BEGIN Source material

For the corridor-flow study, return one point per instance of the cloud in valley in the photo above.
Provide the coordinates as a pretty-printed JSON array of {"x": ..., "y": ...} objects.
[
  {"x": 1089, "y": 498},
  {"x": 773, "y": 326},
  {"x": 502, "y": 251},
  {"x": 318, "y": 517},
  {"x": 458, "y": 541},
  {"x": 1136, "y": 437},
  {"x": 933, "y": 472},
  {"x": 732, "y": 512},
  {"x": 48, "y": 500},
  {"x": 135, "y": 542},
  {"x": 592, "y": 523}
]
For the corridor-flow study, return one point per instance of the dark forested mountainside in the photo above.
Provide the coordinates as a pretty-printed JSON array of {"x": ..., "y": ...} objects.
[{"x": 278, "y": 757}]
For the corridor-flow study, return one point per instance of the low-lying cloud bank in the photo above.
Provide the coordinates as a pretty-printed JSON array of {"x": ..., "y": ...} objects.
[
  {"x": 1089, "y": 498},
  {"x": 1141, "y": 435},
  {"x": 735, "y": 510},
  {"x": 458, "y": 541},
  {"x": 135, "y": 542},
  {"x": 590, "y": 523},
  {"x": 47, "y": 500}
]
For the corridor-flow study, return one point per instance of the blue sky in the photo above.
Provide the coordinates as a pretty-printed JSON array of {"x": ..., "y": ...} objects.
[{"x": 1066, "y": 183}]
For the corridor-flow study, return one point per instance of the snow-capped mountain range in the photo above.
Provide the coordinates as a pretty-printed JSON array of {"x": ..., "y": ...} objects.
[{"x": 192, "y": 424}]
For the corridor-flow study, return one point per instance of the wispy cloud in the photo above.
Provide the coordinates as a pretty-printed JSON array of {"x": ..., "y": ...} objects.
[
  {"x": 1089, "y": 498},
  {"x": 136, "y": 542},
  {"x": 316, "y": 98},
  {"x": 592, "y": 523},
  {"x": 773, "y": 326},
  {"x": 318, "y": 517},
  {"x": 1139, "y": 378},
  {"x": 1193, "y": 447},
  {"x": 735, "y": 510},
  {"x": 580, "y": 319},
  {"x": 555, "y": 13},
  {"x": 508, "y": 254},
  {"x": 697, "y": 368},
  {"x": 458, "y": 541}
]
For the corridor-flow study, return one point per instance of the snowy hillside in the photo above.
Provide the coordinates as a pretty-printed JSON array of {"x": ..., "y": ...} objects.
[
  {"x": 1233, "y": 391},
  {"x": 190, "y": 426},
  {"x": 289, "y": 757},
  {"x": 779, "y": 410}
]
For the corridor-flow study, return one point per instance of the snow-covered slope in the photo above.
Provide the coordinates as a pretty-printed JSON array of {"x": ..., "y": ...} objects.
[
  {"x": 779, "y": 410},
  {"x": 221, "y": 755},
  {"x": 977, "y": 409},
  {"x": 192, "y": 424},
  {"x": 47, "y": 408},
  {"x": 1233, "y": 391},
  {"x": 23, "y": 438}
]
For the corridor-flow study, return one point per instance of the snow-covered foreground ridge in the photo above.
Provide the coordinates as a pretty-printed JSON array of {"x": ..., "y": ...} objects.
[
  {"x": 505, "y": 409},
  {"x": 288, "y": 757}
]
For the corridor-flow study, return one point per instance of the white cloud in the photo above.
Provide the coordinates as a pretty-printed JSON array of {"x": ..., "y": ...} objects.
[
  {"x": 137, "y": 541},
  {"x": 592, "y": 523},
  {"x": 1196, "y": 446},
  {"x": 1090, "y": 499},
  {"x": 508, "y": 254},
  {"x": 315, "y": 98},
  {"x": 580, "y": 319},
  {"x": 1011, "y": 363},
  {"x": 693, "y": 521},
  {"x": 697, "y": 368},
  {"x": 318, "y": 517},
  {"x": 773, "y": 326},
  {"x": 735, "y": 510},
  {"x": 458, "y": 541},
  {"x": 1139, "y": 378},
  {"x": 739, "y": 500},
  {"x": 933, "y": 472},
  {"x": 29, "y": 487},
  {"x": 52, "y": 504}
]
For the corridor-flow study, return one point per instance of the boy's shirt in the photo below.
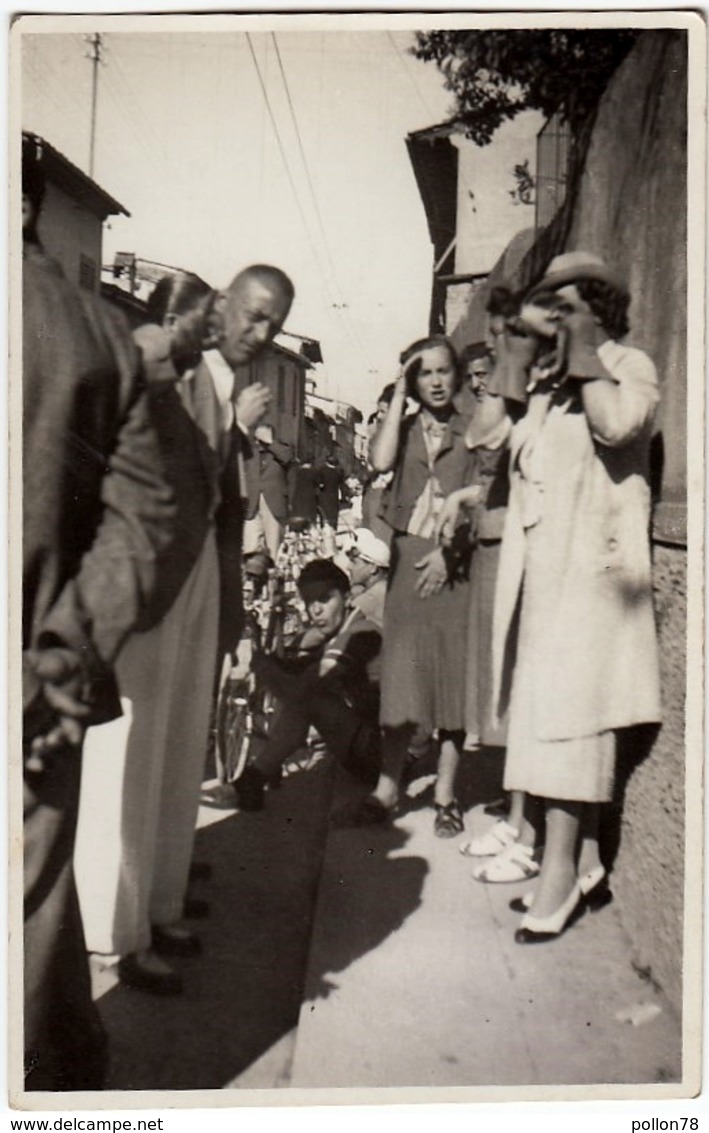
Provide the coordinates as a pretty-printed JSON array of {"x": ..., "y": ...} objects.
[{"x": 353, "y": 652}]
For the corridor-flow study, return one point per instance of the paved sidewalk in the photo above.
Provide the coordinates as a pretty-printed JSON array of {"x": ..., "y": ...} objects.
[
  {"x": 242, "y": 996},
  {"x": 415, "y": 978},
  {"x": 408, "y": 976}
]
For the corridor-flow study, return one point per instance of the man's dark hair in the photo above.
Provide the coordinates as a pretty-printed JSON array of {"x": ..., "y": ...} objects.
[
  {"x": 323, "y": 572},
  {"x": 176, "y": 295},
  {"x": 609, "y": 304},
  {"x": 270, "y": 277}
]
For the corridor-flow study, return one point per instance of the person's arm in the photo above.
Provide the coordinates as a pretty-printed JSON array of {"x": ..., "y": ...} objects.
[
  {"x": 617, "y": 412},
  {"x": 447, "y": 518},
  {"x": 617, "y": 408},
  {"x": 384, "y": 448}
]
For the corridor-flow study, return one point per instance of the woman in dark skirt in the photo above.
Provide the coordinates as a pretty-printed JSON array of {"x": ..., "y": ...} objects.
[{"x": 426, "y": 614}]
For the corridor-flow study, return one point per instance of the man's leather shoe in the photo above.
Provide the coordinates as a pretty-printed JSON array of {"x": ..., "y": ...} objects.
[
  {"x": 195, "y": 909},
  {"x": 172, "y": 940},
  {"x": 134, "y": 973},
  {"x": 201, "y": 871}
]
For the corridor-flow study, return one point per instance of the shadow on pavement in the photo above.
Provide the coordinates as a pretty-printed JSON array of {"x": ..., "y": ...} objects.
[
  {"x": 245, "y": 991},
  {"x": 366, "y": 894}
]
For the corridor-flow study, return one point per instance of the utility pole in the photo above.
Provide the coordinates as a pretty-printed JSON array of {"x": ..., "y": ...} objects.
[{"x": 95, "y": 44}]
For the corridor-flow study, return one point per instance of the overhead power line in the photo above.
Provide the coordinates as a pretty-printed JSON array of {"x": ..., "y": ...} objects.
[
  {"x": 335, "y": 305},
  {"x": 283, "y": 154},
  {"x": 95, "y": 57},
  {"x": 340, "y": 305}
]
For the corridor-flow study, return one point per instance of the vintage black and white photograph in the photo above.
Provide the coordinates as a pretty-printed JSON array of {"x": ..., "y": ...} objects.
[{"x": 359, "y": 384}]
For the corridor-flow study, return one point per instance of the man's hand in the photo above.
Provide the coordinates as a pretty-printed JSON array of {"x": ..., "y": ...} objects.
[
  {"x": 433, "y": 573},
  {"x": 253, "y": 405},
  {"x": 61, "y": 681}
]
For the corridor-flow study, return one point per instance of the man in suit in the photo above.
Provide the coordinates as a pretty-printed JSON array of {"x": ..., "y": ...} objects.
[
  {"x": 96, "y": 511},
  {"x": 267, "y": 487},
  {"x": 134, "y": 895}
]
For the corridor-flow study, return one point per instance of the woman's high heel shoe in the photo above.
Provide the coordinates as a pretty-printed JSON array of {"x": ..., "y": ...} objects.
[
  {"x": 537, "y": 929},
  {"x": 594, "y": 887}
]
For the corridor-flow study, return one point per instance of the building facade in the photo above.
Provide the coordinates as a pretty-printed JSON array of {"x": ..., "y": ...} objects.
[{"x": 73, "y": 214}]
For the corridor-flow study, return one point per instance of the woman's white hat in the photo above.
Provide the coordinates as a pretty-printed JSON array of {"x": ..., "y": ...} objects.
[{"x": 577, "y": 265}]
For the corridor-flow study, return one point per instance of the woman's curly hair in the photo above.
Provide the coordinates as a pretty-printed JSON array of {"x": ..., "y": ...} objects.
[
  {"x": 608, "y": 303},
  {"x": 413, "y": 369}
]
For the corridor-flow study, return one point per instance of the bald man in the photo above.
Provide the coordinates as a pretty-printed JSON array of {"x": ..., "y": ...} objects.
[{"x": 141, "y": 789}]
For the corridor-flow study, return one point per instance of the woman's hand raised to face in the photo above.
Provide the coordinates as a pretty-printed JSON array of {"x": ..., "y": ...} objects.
[
  {"x": 253, "y": 405},
  {"x": 433, "y": 573}
]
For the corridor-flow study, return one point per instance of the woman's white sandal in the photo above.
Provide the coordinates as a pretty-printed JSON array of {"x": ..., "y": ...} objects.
[
  {"x": 488, "y": 845},
  {"x": 515, "y": 863}
]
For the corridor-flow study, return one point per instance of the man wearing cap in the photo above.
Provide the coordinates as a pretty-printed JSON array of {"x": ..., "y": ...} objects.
[
  {"x": 368, "y": 574},
  {"x": 574, "y": 630},
  {"x": 330, "y": 682},
  {"x": 96, "y": 514}
]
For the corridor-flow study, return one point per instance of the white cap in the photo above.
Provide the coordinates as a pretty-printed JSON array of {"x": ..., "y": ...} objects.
[{"x": 372, "y": 550}]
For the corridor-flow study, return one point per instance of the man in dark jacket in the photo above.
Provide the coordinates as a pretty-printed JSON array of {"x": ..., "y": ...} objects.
[
  {"x": 267, "y": 487},
  {"x": 95, "y": 513}
]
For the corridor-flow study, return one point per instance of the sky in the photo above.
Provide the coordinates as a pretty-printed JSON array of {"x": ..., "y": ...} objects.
[{"x": 316, "y": 180}]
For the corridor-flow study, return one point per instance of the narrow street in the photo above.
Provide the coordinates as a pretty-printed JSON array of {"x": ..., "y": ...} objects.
[{"x": 372, "y": 959}]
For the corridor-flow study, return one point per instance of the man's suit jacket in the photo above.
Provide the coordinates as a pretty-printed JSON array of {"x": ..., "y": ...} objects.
[
  {"x": 205, "y": 465},
  {"x": 267, "y": 475},
  {"x": 96, "y": 509}
]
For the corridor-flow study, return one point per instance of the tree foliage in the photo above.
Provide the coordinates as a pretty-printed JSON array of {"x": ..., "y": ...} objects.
[{"x": 495, "y": 75}]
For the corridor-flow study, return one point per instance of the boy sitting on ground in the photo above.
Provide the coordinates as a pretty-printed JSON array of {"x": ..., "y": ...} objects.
[{"x": 329, "y": 681}]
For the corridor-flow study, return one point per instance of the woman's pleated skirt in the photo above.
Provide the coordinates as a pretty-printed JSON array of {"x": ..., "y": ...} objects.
[{"x": 424, "y": 646}]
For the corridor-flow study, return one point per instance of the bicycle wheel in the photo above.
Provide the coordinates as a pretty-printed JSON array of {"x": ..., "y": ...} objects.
[{"x": 233, "y": 729}]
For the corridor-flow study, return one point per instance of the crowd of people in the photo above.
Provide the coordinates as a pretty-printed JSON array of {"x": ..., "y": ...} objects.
[{"x": 490, "y": 588}]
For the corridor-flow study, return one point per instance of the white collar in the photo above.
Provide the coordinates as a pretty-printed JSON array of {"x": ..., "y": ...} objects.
[{"x": 222, "y": 375}]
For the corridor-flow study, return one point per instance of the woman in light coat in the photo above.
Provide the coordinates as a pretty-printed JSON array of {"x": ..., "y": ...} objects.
[{"x": 574, "y": 602}]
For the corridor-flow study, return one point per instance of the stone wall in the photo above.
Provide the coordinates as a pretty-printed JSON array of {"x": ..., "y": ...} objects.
[{"x": 631, "y": 210}]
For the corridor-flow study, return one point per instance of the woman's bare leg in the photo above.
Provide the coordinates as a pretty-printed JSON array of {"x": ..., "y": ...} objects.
[
  {"x": 557, "y": 876},
  {"x": 449, "y": 759},
  {"x": 394, "y": 746},
  {"x": 589, "y": 853}
]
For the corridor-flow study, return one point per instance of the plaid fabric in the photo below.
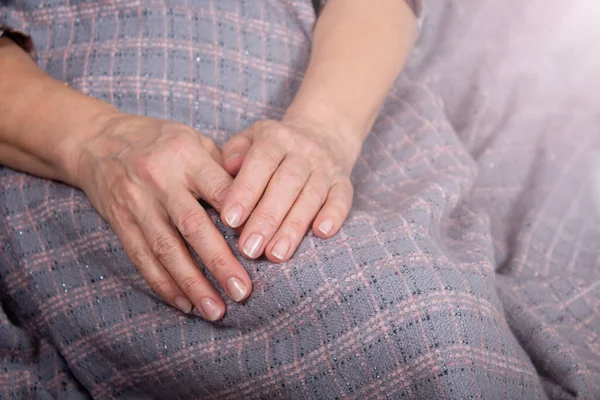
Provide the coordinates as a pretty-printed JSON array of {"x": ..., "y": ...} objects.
[{"x": 468, "y": 267}]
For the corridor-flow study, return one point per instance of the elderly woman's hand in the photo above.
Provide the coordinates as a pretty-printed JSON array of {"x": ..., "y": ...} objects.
[
  {"x": 145, "y": 176},
  {"x": 289, "y": 175}
]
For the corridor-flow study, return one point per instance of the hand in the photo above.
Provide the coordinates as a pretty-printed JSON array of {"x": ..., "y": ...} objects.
[
  {"x": 145, "y": 176},
  {"x": 289, "y": 174}
]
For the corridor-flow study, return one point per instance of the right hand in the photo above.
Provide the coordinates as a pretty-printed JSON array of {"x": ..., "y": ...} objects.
[{"x": 145, "y": 176}]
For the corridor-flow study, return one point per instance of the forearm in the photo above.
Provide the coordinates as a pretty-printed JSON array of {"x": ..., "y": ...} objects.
[
  {"x": 359, "y": 48},
  {"x": 41, "y": 119}
]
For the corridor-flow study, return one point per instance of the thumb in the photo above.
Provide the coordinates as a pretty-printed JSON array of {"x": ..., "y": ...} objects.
[{"x": 235, "y": 150}]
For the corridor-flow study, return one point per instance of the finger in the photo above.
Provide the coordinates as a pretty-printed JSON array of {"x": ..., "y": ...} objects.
[
  {"x": 169, "y": 249},
  {"x": 335, "y": 211},
  {"x": 200, "y": 232},
  {"x": 298, "y": 220},
  {"x": 149, "y": 267},
  {"x": 235, "y": 150},
  {"x": 209, "y": 181},
  {"x": 259, "y": 165},
  {"x": 281, "y": 194},
  {"x": 212, "y": 149}
]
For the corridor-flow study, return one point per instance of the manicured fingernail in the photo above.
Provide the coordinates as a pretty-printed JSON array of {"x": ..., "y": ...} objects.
[
  {"x": 234, "y": 215},
  {"x": 237, "y": 289},
  {"x": 233, "y": 157},
  {"x": 281, "y": 249},
  {"x": 326, "y": 226},
  {"x": 183, "y": 304},
  {"x": 211, "y": 310},
  {"x": 252, "y": 245}
]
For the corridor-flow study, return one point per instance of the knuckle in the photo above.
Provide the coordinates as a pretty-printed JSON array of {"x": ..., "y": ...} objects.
[
  {"x": 146, "y": 167},
  {"x": 217, "y": 263},
  {"x": 316, "y": 194},
  {"x": 254, "y": 192},
  {"x": 190, "y": 284},
  {"x": 141, "y": 259},
  {"x": 161, "y": 285},
  {"x": 217, "y": 189},
  {"x": 268, "y": 218},
  {"x": 270, "y": 153},
  {"x": 165, "y": 247},
  {"x": 291, "y": 180},
  {"x": 191, "y": 224},
  {"x": 297, "y": 226},
  {"x": 312, "y": 147}
]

END Source material

Work order →
Lines from the entries that contain the word "hair" are what the answer must hold.

Task response →
For the corridor-flow study, return one point per instance of the man's dark hair in the photo above.
For the corridor-flow study, return one point per instance of the woman's curly hair in the photo above.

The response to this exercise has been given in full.